Het tweede deel ‘Bruggen van beton steen en hout’ volgde in 1998 en in 1999 volgde het derde deel, ‘Beweegbare bruggen’. In 1997 nam Ben Coelman afscheid van het bestuur en trad ir. F.J. (Frans) Remery tot het bestuur toe. Het bestuur werd tevens versterkt met ir. C.H. (Cor) van Eldik, werkzaam bij het Centrum Bouwen met Staal, die het penningmeesterschap van Jan Kuipers overnam. Met het symposium in het Nederlands Architectuur Instituut in Rotterdam, waarbij het derde deel van de serie ‘Bruggen in Nederland 1800-1940’ werd gepresenteerd, werd een intensieve periode van de Bruggenstichting afgesloten en nam Jaap Oosterhoff afscheid van het bestuur.
Er zouden nog vele boeken volgen, want over de periode na 1940 vallen ook wel veel interessante zaken te melden.

--- TAAKOMSCHRIJVING ---
Schrijf alstublieft het stuk uit de tekst over de Bruggenstichting opnieuw, beginnend bij "Het tweede deel" en doorlopend tot en met "van het bestuur.". Ruil daarin "Rotterdam" in voor "Delft". De gegevens hieronder zijn hier niet nodig.

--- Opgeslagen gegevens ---
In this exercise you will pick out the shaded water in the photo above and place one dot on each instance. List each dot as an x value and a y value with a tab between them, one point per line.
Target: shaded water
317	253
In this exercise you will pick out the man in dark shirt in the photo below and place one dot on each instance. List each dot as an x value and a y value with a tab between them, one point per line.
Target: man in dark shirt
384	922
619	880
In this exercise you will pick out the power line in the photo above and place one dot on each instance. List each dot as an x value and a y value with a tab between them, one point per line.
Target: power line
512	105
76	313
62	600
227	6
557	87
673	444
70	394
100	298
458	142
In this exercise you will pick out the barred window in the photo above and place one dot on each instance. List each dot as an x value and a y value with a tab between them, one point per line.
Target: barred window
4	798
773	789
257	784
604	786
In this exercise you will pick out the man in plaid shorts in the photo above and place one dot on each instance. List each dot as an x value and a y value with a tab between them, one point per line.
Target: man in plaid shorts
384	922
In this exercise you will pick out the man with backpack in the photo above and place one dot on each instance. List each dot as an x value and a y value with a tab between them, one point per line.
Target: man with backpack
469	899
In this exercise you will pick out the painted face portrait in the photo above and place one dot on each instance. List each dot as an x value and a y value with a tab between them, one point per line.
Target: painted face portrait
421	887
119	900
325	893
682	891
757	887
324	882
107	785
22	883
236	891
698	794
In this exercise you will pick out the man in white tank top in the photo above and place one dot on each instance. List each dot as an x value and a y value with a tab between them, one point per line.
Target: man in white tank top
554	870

--- EINDRESULTAAT ---
Het tweede deel ‘Bruggen van beton steen en hout’ volgde in 1998 en in 1999 volgde het derde deel, ‘Beweegbare bruggen’. In 1997 nam Ben Coelman afscheid van het bestuur en trad ir. F.J. (Frans) Remery tot het bestuur toe. Het bestuur werd tevens versterkt met ir. C.H. (Cor) van Eldik, werkzaam bij het Centrum Bouwen met Staal, die het penningmeesterschap van Jan Kuipers overnam. Met het symposium in het Nederlands Architectuur Instituut in Delft, waarbij het derde deel van de serie ‘Bruggen in Nederland 1800-1940’ werd gepresenteerd, werd een intensieve periode van de Bruggenstichting afgesloten en nam Jaap Oosterhoff afscheid van het bestuur.